======== Belge Bölümü ========

Mustafa Kemal Atatürk'te, ömrünün son yıllarını yaşıyordu.
O üç yıl
Yani dört yıllık iktidar döneminde 13 bin 806 Dersim'li katledildi.
Binlerce,
İnsan yerinden-yurdundan edilerek sürgüne gönderen.
Evleri,
Barkları ateşe verildi. Bir nevi; "soykırım" icra edildi.

* * *

Seyyid Rıza'nın idam edilmesi.
O gün;
Malum "tek partili" iktidarın acımasızlığıyla CHP "tipçik" devrini yaşatmadı mı?
O gün,
Dersimde atılan bütün olumlu adımlara karşı.
Yeter ki;
"Kan dökülmesin" diye, Dersim, Güneydoğu'nun diğer bölgelerindeki ahali.
Kürtler.
Başkaldırmasın diye, üzerlerine 'tankla-tüfekle-bomba" ile gidildi.

* * *

Seyyid Rıza için;
Asmayacağız denildi, ama "astılar".
Son arzusu olan; "beni oğlumdan önce asın" isteğini bile çok gördüler.
Ki,
İdam sehpasında olanın "son arzusu" yerine getirilir.
Ama
CHP'nin altı oklu sözde "sosyal demokrat" iktidarı, "çok gördü".
Seyyid Rıza'nın,
Oğlu İbrahim babasının "gözleri" önünde, bir kaç adım ötede "boğazına ilmik geçirilerek, idam edildi.

======== Verilen Girdiler ========

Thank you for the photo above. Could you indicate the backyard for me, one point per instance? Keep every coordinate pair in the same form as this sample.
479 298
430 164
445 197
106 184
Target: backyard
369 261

========

- _Görev A_
Dersim ve Seyyid Rıza'ya dair metinden "Mustafa Kemal Atatürk'te, ömrünün" sözlerini içeren yerle başlayıp "devrini yaşatmadı mı?" ile biten kısmı hiç değiştirmeden çıkarın.
- _Görev B_
Dersim ve Seyyid Rıza'ya dair metnin son cümlesinden sonra gelecek kısmı yazın.

- _Doğru Cevap A_
Mustafa Kemal Atatürk'te, ömrünün son yıllarını yaşıyordu.
O üç yıl
Yani dört yıllık iktidar döneminde 13 bin 806 Dersim'li katledildi.
Binlerce,
İnsan yerinden-yurdundan edilerek sürgüne gönderen.
Evleri,
Barkları ateşe verildi. Bir nevi; "soykırım" icra edildi.

* * *

Seyyid Rıza'nın idam edilmesi.
O gün;
Malum "tek partili" iktidarın acımasızlığıyla CHP "tipçik" devrini yaşatmadı mı?

- _Doğru Cevap B_
* * *

Erdoğan,
Belge iki diye açıkladığı, belge bi bakın.
1939 tarihili bir belge.
Jandarma Genel Komutanlığı belgesi.
Dersimdeki,
Katliamda kesin sonucun alınmasına kadar operasyonların devam edeceği ifade ediliyor.
Ekinde de bir cetvel var.
Ölü, yaralıların listesi.
13 bin 806 kişinin öldürüldüğü yazıyor.
Altındaki imza Faruk Öztrak.
İçişleri Bakanı.
Hangi iktidarın,
Tek Partili CHP iktidarının, bir bakanı.

* * *

Evet,
Başbakan Erdoğan Dersim vahşetine ilişkin kürsüde tarihi belgeleri deklare ederken.
Altını çizerek,
Geçmişle yüzleşmenin ve hesabının verilmesi, sorulması noktasında sorumluluk aldı.
Gerekirse;
Devlet adına "Dersimlilerden" özür dilerim. Ben özür diliyorum" dedi.
Peki,
Bu "özürle" her şey bitti mi?
Hayır.
Bence,
Dersim, Kahramanmaraş, Sason.
Ve beri yanda;
Güneydoğu'da son 30 yıldır olup-biten kirli çatışma hali.
Velhasıl;
Bu özür bence "bir başlangıç" teşkil edilerek.
Türkiye,
Pak ve Ak bir gelecek, yarın için "geçmişiyle" yüzleşmeli, hesap vermeli, sormalı.

* * *

Şimdi gelelim;
"Ben dersim çocuğuyum" diyen, adım Kemal'e.
Evet,
Siz inkâr etseniz de, "Dersim" vakası, kara bir leke.
O dönemin,
Hükümetine ve iktidardaki zevata.
CHP,
Bu durumun müsebbibi.
Asıl,
Özür dilemesi gereken, CHP ve onu himaye edenler.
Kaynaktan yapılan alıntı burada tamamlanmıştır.